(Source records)
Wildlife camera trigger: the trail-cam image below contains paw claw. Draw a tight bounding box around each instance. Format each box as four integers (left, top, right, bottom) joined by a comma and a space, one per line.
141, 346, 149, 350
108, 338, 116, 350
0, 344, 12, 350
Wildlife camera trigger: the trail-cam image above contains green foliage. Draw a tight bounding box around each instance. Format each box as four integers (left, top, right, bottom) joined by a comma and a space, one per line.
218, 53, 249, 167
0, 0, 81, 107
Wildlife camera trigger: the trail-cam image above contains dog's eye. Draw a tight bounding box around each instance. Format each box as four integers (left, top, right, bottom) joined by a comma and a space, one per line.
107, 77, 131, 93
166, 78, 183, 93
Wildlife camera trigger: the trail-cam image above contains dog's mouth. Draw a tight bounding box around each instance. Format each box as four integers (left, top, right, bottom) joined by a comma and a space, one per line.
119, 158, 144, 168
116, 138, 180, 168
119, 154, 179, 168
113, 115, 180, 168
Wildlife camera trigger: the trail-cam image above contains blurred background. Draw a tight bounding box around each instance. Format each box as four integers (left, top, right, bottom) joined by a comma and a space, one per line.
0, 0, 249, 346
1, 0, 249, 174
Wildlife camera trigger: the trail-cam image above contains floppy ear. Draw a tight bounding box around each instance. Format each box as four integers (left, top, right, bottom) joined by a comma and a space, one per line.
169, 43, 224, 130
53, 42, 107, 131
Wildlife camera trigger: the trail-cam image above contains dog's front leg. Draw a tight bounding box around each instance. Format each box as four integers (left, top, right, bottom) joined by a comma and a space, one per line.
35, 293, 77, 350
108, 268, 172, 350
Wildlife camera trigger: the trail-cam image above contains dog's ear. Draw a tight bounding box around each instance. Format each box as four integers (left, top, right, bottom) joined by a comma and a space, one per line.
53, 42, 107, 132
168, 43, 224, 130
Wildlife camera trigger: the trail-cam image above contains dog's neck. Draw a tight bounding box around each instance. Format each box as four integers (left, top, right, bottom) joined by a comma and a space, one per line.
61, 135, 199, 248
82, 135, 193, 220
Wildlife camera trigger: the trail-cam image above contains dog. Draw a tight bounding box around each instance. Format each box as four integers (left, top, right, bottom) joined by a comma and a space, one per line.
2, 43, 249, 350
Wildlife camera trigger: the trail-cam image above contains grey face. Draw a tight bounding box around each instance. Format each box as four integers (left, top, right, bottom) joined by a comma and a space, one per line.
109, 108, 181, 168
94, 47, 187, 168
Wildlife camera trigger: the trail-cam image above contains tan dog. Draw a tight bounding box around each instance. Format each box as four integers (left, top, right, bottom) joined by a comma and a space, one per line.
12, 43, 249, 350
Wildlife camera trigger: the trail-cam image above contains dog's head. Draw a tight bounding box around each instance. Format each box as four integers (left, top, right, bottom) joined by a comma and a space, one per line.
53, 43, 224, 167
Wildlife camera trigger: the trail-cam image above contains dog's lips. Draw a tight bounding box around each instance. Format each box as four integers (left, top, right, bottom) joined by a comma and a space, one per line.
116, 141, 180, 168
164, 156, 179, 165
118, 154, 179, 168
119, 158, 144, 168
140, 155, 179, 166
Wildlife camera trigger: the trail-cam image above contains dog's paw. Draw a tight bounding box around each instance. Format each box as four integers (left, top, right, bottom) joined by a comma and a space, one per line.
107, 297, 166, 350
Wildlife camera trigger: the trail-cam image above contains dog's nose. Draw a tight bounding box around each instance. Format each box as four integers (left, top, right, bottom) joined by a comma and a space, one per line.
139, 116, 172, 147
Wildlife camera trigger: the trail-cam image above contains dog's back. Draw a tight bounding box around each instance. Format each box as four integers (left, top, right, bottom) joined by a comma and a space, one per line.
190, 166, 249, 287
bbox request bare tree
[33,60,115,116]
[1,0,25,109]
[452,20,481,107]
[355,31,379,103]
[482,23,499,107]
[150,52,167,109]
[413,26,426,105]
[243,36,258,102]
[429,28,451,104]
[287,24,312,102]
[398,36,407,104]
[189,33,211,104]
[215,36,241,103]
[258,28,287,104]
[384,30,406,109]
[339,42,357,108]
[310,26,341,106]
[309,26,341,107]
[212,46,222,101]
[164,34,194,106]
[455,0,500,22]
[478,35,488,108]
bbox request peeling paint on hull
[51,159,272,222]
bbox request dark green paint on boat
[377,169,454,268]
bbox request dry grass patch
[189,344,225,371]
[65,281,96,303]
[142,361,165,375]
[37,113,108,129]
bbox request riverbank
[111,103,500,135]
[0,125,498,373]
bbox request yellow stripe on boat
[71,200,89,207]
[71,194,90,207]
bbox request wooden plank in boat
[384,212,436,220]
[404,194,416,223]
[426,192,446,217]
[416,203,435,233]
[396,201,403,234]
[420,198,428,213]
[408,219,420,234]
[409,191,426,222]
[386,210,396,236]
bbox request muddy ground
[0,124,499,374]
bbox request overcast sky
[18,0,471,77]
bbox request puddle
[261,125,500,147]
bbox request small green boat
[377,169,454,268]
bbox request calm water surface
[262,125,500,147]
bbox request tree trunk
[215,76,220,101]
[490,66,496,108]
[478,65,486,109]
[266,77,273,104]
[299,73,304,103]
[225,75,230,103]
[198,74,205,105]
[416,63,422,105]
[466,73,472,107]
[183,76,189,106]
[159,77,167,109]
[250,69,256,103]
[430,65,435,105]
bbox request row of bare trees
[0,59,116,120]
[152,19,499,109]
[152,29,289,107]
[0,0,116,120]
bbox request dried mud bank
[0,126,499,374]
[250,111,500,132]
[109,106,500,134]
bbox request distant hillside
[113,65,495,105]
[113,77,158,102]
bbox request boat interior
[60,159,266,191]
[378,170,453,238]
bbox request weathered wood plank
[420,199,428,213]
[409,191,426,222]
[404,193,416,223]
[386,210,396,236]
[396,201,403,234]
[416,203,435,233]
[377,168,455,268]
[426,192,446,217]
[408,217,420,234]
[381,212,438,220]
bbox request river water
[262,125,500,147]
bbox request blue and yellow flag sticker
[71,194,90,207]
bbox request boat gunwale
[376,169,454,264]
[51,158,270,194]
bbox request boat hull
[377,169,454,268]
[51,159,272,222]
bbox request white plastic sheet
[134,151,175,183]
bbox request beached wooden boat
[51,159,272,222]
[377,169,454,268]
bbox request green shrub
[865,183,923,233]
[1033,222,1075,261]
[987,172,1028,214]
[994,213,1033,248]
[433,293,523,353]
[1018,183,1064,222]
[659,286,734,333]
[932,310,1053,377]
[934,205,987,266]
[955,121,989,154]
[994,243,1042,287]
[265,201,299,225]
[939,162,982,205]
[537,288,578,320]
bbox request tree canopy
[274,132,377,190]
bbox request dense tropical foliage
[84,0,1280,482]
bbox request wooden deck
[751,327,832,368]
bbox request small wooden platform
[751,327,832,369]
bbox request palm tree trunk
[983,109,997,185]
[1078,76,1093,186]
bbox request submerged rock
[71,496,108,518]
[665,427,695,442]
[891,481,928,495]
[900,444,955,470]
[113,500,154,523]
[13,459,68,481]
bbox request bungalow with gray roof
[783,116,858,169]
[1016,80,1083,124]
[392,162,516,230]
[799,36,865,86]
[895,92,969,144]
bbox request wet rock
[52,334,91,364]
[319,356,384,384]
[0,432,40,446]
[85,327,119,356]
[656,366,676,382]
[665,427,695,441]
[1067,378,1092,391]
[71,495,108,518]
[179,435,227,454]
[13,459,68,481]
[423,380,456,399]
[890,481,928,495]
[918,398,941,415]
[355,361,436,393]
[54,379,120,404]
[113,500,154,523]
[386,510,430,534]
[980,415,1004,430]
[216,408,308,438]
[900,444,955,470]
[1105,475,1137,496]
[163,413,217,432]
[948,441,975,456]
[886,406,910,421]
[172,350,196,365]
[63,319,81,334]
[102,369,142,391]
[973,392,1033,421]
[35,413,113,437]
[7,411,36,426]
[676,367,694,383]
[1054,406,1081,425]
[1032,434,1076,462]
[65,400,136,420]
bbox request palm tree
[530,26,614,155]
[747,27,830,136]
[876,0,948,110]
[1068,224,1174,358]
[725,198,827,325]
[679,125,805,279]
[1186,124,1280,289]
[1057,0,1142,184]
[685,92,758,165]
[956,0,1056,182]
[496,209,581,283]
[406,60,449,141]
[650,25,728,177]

**EXERCISE GOAL:** The required output is the lines from the one holding "bbox request white plastic sheet" through the last line of the entries above, copied exactly.

**WORKED SOLUTION:**
bbox request white plastic sheet
[134,151,175,183]
bbox request beached wooden boat
[51,159,272,222]
[377,169,454,268]
bbox request green shrub
[865,183,923,233]
[1033,222,1075,261]
[987,172,1028,214]
[994,213,1033,248]
[433,293,523,353]
[1018,183,1064,222]
[659,286,734,333]
[932,310,1053,377]
[934,205,987,266]
[955,121,989,154]
[994,243,1042,287]
[265,201,299,225]
[939,162,982,205]
[537,288,578,320]
bbox request tree canopy
[274,132,377,190]
bbox request dense tropical foliage
[84,0,1280,482]
bbox request wooden deck
[751,327,832,368]
bbox request small wooden platform
[751,327,832,369]
bbox request palm tree trunk
[983,109,997,185]
[1078,76,1093,186]
bbox request submerged rock
[71,496,108,518]
[665,427,695,442]
[891,481,928,495]
[900,444,955,470]
[113,500,154,523]
[13,459,68,481]
bbox request bungalow with gray roof
[783,116,858,169]
[1016,80,1083,124]
[392,162,516,230]
[799,36,865,86]
[895,92,969,144]
bbox request wet rock
[52,334,91,364]
[319,356,384,384]
[0,432,40,446]
[85,327,119,356]
[656,366,676,382]
[665,427,695,441]
[1067,378,1092,391]
[71,495,108,518]
[179,435,227,454]
[13,459,68,481]
[423,380,456,399]
[890,481,928,495]
[918,398,941,415]
[355,361,436,393]
[54,379,120,404]
[113,500,154,523]
[386,510,430,534]
[980,415,1004,430]
[216,408,308,438]
[900,444,955,470]
[1105,475,1137,496]
[163,413,217,432]
[948,441,975,456]
[886,406,910,421]
[172,350,196,365]
[63,319,81,334]
[102,369,142,391]
[973,392,1033,421]
[35,413,113,437]
[7,411,36,426]
[676,367,694,383]
[1054,406,1081,425]
[1032,434,1076,462]
[65,400,136,420]
bbox request palm tree
[530,26,614,155]
[747,27,830,136]
[876,0,948,110]
[1068,224,1174,358]
[725,198,827,325]
[679,125,805,279]
[1186,124,1280,289]
[1057,0,1142,184]
[685,92,758,165]
[956,0,1056,182]
[496,209,581,283]
[406,60,449,141]
[650,25,728,177]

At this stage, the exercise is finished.